§ SET PROBLEM: Copy out the following lines word for word, omitting the pictures from your copy.

Image annotation data:
--- begin ---

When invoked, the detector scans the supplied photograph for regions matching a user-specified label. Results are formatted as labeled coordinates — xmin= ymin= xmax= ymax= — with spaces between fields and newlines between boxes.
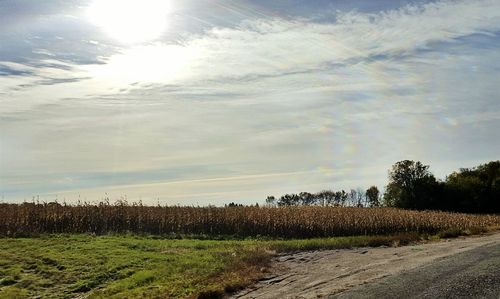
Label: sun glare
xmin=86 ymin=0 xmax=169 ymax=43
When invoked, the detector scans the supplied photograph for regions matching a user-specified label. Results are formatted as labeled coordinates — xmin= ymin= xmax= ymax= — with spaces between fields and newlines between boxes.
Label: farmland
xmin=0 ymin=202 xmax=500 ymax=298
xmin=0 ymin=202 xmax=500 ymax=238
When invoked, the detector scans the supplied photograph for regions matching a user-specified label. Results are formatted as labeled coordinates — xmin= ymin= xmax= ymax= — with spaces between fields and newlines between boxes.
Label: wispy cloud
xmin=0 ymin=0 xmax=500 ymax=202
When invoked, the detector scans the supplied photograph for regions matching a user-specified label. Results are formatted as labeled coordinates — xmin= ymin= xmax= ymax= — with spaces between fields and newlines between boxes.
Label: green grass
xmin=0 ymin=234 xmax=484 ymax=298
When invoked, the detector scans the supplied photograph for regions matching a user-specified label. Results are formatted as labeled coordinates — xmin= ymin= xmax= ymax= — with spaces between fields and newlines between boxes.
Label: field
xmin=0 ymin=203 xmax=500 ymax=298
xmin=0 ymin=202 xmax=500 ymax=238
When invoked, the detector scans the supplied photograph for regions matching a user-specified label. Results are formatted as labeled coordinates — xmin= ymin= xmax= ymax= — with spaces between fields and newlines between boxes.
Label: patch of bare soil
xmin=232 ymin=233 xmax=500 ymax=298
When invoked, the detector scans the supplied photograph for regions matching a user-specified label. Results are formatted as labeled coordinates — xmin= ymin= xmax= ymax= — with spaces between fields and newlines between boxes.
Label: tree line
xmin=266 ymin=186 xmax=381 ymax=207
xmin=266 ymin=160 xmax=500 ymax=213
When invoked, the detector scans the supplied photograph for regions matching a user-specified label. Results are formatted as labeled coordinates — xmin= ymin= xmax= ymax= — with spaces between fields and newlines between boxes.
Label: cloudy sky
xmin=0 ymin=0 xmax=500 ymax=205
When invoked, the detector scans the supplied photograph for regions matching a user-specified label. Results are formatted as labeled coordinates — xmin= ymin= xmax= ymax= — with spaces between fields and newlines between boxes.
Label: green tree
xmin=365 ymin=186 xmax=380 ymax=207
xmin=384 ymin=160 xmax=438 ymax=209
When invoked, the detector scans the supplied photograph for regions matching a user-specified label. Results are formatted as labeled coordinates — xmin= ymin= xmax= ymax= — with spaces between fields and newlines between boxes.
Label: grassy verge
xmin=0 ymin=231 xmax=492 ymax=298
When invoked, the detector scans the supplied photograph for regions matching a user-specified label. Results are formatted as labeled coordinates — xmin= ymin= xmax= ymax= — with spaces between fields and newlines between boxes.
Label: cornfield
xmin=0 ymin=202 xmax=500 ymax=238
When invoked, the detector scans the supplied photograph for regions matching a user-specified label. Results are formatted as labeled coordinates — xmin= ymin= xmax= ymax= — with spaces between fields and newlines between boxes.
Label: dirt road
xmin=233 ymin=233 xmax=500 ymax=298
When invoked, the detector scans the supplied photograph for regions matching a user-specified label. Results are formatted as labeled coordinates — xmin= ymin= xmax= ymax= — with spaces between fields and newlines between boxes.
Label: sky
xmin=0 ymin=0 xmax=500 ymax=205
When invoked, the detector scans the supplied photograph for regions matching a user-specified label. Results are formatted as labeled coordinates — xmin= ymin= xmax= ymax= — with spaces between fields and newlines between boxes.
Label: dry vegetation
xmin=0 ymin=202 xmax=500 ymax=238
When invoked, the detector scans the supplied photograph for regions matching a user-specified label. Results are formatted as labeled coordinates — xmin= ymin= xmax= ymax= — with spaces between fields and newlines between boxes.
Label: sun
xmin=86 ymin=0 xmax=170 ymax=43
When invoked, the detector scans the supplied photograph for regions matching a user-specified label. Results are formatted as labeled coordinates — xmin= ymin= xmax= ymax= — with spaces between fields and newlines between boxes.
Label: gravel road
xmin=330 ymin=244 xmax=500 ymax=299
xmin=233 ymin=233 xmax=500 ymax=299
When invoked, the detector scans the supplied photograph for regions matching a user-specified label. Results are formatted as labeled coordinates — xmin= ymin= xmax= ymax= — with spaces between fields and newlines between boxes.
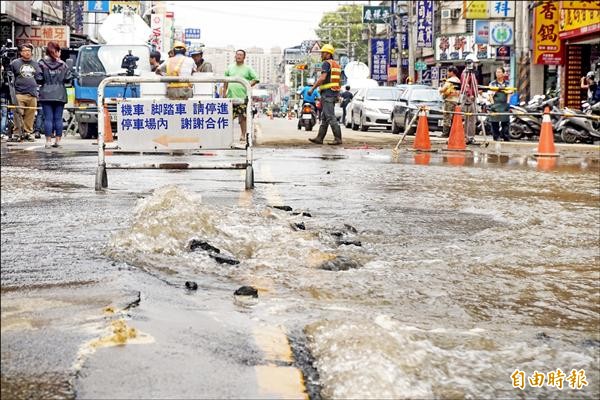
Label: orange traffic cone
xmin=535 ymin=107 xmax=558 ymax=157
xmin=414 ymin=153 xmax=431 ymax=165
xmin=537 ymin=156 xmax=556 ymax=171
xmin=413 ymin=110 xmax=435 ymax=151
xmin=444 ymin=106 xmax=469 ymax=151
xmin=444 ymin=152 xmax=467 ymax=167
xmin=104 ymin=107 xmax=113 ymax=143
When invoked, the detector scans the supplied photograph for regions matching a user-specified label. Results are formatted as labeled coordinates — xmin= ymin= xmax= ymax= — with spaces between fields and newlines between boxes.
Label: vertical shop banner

--- end ---

§ COMPLETE RESPONSE:
When invoked, the detector scans the supplied photograph for regions matching a user-specified label. Results are formatted as labeled coordinates — xmin= ymin= xmax= ymax= — with spaces between fields and newlines between boxes.
Label: sun glare
xmin=86 ymin=0 xmax=169 ymax=43
When invoked, the detector scans the supplied photograph for regions matching a user-specified label. Results are formatted as labeled coordinates — xmin= ymin= xmax= ymax= — with spaces between fields and newlines between boxes.
Label: farmland
xmin=0 ymin=202 xmax=500 ymax=298
xmin=0 ymin=202 xmax=500 ymax=238
When invoked, the detector scans the supplied photograph for regions matching a user-specified label. Results are formatted as labeled coordinates — xmin= ymin= xmax= ymax= — with spaces between fields and newlines between boxes.
Label: wispy cloud
xmin=0 ymin=0 xmax=500 ymax=202
When invoked, the detector scans the supplied photograph for regions matching a user-specified label. Results are formatted as labeled coordinates — xmin= ymin= xmax= ymax= — with spaces between fields and newlines between boxes.
Label: green grass
xmin=0 ymin=234 xmax=484 ymax=298
When invoked, the detector scans the supplied photograph for regions matching a user-specified label. Results are formatted as labeled coordinates — xmin= ymin= xmax= ymax= — with spaces between fields and newlines between boxes.
Label: field
xmin=0 ymin=203 xmax=500 ymax=298
xmin=0 ymin=202 xmax=500 ymax=238
When invoked, the detector scans the supplied photograph for regions matching a user-specified label. Results are formatted as labeled coordinates — xmin= ymin= xmax= ymax= — with spaces between fields and newlines between boxes.
Label: patch of bare soil
xmin=232 ymin=233 xmax=500 ymax=298
When invoked, the detector scans the supplied photograph for regions matching a user-specified label. Results are formatted as labeled coordinates — xmin= ymin= xmax= ymax= — with spaces between fields and newlines between boxes.
Label: tree line
xmin=266 ymin=186 xmax=381 ymax=207
xmin=266 ymin=160 xmax=500 ymax=213
When invoked, the detector scans the supplied photograph for regions matching a user-specified label. Results are formatted as labeled coordinates — xmin= ymin= xmax= ymax= — with spaces between fields and newlines between boxes.
Label: cloudy sky
xmin=0 ymin=0 xmax=500 ymax=205
When invoked, the detector scans the supplied photograph for regions matching a user-specified label. Results are formatted as labeled coordinates — xmin= ymin= xmax= ymax= — with spaces between fields and newlines between boxes.
Label: green tree
xmin=365 ymin=186 xmax=380 ymax=207
xmin=384 ymin=160 xmax=438 ymax=209
When invoked, the detector scans the supplied photograph for regions matching a user-specified label. Results are formatted as labeled coordinates — xmin= ymin= xmax= ymax= — with spaces between fields and newlines between boxes.
Label: grassy verge
xmin=0 ymin=231 xmax=492 ymax=298
When invoked, the detector scans the supplied photograph for regions matching a user-specified label. Results are formatted as labeled coordinates — xmin= ymin= xmax= ymax= — with spaces between fields and newlines between boxes.
Label: cornfield
xmin=0 ymin=202 xmax=500 ymax=238
When invoked, the detector scans the supplied photograph for regions matching a user-specified label. Results are formatted as labeled coordinates — xmin= ymin= xmax= ymax= — with spaces between fields and newlines between boxes.
Label: dirt road
xmin=233 ymin=233 xmax=500 ymax=298
When invoked, the detector scans the supplied photograph for regions matching a user-specified label. Results are formatted as labeled coordinates — xmin= ymin= xmax= ymax= — with spaces between fields and newlines between boxes.
Label: sky
xmin=0 ymin=0 xmax=500 ymax=205
When invoked, the detector scans the supplied photograph for regions matching a user-specified label. Results are formatted as labeled coordinates — xmin= ymin= xmax= ymax= — with spaces between fields and newlines between boxes.
Label: dry vegetation
xmin=0 ymin=202 xmax=500 ymax=238
When invoked, the detector scans the supplied photograph for regions matching a user-specified label. Results are formatted as labeled coordinates — xmin= ymin= xmax= ymax= — with spaces between fields and newlines between boxes.
Label: sun
xmin=86 ymin=0 xmax=170 ymax=43
When invoked, the detector scans the supplied photograph for regions matching a user-specified label. Results are formatted as labeled coordinates — xmin= ymin= xmax= ymax= — with spaces between fields and newlines between boxes.
Label: gravel road
xmin=330 ymin=244 xmax=500 ymax=299
xmin=233 ymin=233 xmax=500 ymax=299
When invoked, the detector scans the supplied photograph for regions matching a user-specified label. Results are formatted as labeled coordinates — xmin= ymin= xmax= ymax= — with spaces between fields and newlines between boxes.
Label: orange traffic cone
xmin=535 ymin=107 xmax=558 ymax=157
xmin=414 ymin=153 xmax=431 ymax=165
xmin=537 ymin=156 xmax=556 ymax=171
xmin=413 ymin=110 xmax=435 ymax=151
xmin=444 ymin=106 xmax=469 ymax=151
xmin=444 ymin=152 xmax=467 ymax=167
xmin=104 ymin=107 xmax=113 ymax=143
When invoked, the detector scans the supplied photograph for regions matching a user-specified label. Results are formatted as labeled coordinates — xmin= ymin= xmax= ymax= — with spaces between fields and newlines between boxes.
Label: vertical shop banner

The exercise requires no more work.